=== Section Start ===
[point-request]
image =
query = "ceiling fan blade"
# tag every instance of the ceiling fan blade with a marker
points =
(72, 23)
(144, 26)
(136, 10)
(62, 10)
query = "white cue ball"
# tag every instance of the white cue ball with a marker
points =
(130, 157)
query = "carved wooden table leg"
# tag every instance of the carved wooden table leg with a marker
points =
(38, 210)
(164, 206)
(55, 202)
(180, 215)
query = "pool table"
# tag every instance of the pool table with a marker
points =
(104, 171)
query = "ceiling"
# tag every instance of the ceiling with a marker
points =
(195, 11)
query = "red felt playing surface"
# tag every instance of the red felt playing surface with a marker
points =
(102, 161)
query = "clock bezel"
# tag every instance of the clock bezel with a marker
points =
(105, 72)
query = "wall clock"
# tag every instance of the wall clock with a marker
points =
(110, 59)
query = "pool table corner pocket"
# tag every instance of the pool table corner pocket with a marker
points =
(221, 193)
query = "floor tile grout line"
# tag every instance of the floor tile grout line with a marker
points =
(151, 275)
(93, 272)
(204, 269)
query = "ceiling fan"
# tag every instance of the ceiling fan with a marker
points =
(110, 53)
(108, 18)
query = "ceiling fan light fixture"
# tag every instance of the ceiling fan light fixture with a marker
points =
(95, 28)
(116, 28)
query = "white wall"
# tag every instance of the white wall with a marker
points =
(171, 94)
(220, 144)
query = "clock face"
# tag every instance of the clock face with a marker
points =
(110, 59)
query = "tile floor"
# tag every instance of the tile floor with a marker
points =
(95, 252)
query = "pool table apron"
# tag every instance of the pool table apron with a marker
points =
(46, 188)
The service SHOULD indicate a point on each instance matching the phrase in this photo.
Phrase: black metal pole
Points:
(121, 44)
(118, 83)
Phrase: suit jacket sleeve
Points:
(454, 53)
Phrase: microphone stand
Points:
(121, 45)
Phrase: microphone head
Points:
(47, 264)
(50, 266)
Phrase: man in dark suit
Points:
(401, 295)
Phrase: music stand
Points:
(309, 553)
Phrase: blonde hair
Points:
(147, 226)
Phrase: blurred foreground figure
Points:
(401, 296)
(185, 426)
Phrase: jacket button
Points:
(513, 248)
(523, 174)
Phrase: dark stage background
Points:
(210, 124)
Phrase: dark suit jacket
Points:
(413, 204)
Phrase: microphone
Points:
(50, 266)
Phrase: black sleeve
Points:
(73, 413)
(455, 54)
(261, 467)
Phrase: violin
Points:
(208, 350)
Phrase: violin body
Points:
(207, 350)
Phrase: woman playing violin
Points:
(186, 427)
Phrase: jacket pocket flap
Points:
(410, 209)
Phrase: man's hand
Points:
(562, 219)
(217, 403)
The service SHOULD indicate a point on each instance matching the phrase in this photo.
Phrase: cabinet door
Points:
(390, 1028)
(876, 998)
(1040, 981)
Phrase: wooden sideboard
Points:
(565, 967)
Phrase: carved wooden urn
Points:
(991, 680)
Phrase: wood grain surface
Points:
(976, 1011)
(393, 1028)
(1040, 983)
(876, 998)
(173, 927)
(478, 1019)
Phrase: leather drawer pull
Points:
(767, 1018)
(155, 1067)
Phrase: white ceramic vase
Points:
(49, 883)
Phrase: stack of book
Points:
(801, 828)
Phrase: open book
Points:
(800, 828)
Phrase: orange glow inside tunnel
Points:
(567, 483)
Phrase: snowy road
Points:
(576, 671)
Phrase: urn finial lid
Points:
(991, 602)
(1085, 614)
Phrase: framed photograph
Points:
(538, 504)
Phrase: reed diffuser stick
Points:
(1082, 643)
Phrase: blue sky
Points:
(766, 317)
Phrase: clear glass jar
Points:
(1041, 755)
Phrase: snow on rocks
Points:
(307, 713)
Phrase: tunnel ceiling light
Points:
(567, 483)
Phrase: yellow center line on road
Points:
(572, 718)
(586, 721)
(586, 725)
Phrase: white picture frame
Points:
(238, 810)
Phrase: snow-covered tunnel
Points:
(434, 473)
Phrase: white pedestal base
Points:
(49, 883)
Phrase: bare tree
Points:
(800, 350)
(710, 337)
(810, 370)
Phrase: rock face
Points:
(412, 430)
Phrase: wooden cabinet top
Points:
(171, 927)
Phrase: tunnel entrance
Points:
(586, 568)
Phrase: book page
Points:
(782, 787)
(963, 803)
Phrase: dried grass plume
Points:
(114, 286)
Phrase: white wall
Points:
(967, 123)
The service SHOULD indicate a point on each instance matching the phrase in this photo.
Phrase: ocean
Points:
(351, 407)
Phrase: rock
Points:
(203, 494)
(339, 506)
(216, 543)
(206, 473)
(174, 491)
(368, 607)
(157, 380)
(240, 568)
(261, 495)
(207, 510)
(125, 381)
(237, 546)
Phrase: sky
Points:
=== Section End ===
**Work task**
Reproduce only this range: the first line of the data above through the line with "# tag every instance of the white wall", both included, exactly as written.

**Written solution**
[point-request]
image =
query = "ceiling fan blade"
# tag every instance of the ceiling fan blade with a marker
points =
(72, 23)
(144, 26)
(136, 10)
(62, 10)
query = "white cue ball"
# tag every instance of the white cue ball with a marker
points =
(130, 157)
query = "carved wooden table leg"
# tag every instance of the carved wooden table leg with a marker
points =
(38, 210)
(164, 206)
(55, 202)
(180, 215)
query = "pool table"
# tag every instance of the pool table with a marker
points =
(104, 171)
query = "ceiling"
# tag every instance of the ceiling with a marker
points =
(195, 11)
query = "red felt playing surface"
# tag every instance of the red felt playing surface with a marker
points =
(102, 161)
query = "clock bezel"
# tag every instance of the clock bezel with a marker
points =
(105, 72)
query = "wall clock"
# tag every instance of the wall clock with a marker
points =
(110, 59)
query = "pool table corner pocket"
# tag every instance of the pool table corner pocket with a marker
points =
(221, 193)
query = "floor tile grout line"
# tag every instance of the floor tile grout line with a marker
points =
(151, 275)
(93, 272)
(204, 269)
query = "ceiling fan"
# tag every instance of the ceiling fan with a marker
points =
(110, 53)
(108, 18)
query = "ceiling fan light fixture"
# tag every instance of the ceiling fan light fixture with a marker
points =
(95, 28)
(116, 28)
query = "white wall"
# tag every instance of the white wall with a marker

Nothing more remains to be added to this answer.